Referring expression data
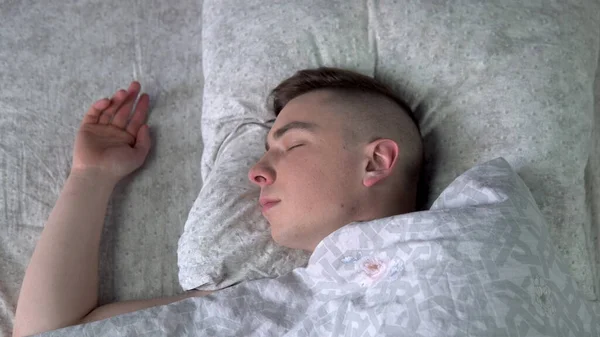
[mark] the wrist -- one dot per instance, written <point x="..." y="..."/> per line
<point x="94" y="178"/>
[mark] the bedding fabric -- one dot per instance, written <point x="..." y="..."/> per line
<point x="56" y="59"/>
<point x="485" y="78"/>
<point x="480" y="262"/>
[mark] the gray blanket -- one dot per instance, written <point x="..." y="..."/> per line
<point x="480" y="262"/>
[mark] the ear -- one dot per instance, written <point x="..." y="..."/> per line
<point x="383" y="154"/>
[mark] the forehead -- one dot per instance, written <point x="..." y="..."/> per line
<point x="313" y="107"/>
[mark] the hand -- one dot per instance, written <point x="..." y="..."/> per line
<point x="109" y="143"/>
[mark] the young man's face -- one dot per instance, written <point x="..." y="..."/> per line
<point x="317" y="179"/>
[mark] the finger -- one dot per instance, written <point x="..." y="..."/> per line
<point x="122" y="115"/>
<point x="139" y="116"/>
<point x="94" y="112"/>
<point x="142" y="143"/>
<point x="116" y="100"/>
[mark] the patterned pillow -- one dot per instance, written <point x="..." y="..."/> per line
<point x="486" y="79"/>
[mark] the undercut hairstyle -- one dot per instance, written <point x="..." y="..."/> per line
<point x="371" y="111"/>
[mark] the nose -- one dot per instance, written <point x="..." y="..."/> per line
<point x="261" y="175"/>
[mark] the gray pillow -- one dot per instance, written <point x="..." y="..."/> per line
<point x="485" y="79"/>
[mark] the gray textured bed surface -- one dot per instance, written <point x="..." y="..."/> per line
<point x="55" y="60"/>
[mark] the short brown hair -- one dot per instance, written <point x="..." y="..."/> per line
<point x="353" y="86"/>
<point x="307" y="80"/>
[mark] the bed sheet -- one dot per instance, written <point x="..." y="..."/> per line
<point x="593" y="179"/>
<point x="55" y="60"/>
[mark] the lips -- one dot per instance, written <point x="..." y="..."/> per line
<point x="267" y="203"/>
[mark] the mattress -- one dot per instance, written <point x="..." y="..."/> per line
<point x="55" y="60"/>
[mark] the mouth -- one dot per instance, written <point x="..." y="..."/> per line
<point x="268" y="206"/>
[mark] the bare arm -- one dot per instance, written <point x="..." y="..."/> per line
<point x="60" y="287"/>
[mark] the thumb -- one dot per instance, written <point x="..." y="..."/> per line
<point x="143" y="142"/>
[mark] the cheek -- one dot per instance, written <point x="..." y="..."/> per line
<point x="319" y="180"/>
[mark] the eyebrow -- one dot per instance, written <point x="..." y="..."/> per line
<point x="296" y="125"/>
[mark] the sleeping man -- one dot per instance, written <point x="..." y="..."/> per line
<point x="339" y="178"/>
<point x="343" y="149"/>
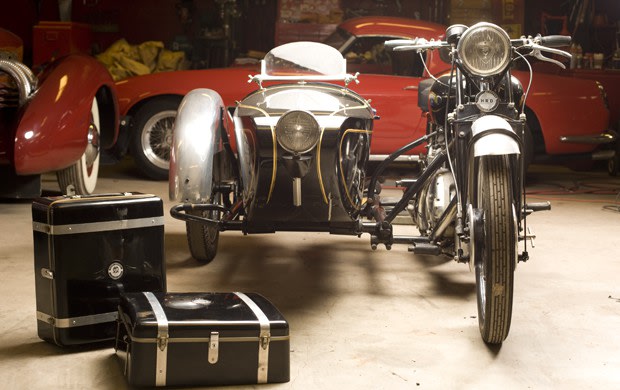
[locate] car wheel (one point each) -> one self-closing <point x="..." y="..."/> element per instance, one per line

→ **TASK GOAL**
Only the lines from the line with "[mark] the nose" through the closing line of the data, both included, should be set down, exactly as written and without pictures.

→ **YOUR RESPONSE**
[mark] the nose -- one dot per instance, written <point x="..." y="..."/> per line
<point x="261" y="175"/>
[mark] the gray pillow -- one dot per instance, written <point x="..." y="..."/> per line
<point x="485" y="79"/>
[mark] the gray textured bed surface -- one dot per instance, written <point x="..." y="..."/> per line
<point x="55" y="60"/>
[mark] the short brown hair -- one dot per instance, written <point x="..." y="..."/> per line
<point x="353" y="86"/>
<point x="307" y="80"/>
[mark] the bed sheet -- one dot per instance, written <point x="..." y="..."/> per line
<point x="593" y="179"/>
<point x="55" y="60"/>
[mark] the lips -- one dot per instance, written <point x="..." y="..."/> per line
<point x="267" y="203"/>
[mark] the mattress -- one dot per instance, written <point x="..." y="..."/> per line
<point x="55" y="60"/>
[mark] the mouth -- one dot per instance, written <point x="..." y="..."/> per line
<point x="268" y="206"/>
[mark] the bare arm -- one dot per instance, written <point x="..." y="..."/> per line
<point x="60" y="287"/>
[mark] the thumb -- one dot per instance, written <point x="..." y="..."/> per line
<point x="143" y="142"/>
[mark] the cheek -- one dot per instance, written <point x="..." y="..."/> per line
<point x="319" y="180"/>
[mark] the eyebrow -- one dot per instance, written <point x="..." y="..."/> per line
<point x="296" y="125"/>
[mark] the sleeping man -- one dot per instance, written <point x="..." y="..."/> per line
<point x="339" y="178"/>
<point x="343" y="149"/>
[locate] car wheel (one point each) -> one self-closing <point x="..." y="..."/> element per instance, one per line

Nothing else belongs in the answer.